Dataset extract →
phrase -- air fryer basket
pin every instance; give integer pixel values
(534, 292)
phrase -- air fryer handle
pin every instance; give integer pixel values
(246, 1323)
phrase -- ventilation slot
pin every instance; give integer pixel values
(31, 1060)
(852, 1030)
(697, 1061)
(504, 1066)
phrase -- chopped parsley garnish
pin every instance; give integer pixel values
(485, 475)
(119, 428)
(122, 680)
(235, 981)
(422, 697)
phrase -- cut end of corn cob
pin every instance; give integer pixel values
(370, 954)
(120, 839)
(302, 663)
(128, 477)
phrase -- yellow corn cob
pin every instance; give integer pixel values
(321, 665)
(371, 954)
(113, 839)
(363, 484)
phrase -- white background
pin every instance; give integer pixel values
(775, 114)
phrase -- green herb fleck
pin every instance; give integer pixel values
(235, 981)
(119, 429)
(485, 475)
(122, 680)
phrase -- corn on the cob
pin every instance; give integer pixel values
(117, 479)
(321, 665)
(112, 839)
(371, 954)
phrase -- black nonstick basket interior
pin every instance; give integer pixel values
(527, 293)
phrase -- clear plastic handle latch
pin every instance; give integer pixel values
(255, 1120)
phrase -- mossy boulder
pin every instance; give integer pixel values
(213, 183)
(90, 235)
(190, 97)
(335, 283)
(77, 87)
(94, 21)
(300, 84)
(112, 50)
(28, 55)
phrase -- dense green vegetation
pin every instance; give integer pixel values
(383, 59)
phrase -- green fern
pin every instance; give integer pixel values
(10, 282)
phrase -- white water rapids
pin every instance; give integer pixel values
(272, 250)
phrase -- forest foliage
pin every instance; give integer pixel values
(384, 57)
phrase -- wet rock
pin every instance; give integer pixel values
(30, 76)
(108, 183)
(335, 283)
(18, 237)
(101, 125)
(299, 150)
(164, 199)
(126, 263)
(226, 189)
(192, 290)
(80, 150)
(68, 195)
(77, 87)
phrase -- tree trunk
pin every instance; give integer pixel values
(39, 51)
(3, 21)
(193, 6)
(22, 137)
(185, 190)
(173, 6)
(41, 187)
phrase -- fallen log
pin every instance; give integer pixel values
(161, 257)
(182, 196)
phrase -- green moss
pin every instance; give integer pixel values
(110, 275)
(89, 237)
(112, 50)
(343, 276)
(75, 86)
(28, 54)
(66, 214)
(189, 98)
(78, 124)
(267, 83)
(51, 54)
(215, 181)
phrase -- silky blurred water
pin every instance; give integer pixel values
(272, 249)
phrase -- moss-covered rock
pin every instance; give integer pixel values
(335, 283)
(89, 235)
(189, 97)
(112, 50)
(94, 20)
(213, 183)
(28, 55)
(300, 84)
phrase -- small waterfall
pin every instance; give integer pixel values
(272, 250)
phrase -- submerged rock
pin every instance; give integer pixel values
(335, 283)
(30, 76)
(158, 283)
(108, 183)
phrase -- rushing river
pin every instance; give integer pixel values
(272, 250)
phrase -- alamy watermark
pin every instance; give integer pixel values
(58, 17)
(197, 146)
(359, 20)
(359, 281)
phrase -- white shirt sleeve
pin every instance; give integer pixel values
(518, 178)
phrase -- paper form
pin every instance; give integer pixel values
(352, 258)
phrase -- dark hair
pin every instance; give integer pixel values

Exercise → Copy out, word for word, the rows from the line containing "phrase -- white background" through the line containing "(255, 1120)", with both of those lines included.

Solution →
phrase -- white background
pin every instance; give integer pixel values
(775, 114)
phrase -- green herb fleck
pin every instance; give integer pixel values
(235, 981)
(119, 429)
(485, 475)
(122, 680)
phrase -- corn on the cob
pin every instance; give integer pixel values
(117, 479)
(321, 665)
(112, 839)
(371, 954)
phrase -- black nonstick basket interior
pin every instance; give integer pixel values
(527, 293)
phrase -- clear plastic handle latch
pin every instance; give integer pixel values
(255, 1120)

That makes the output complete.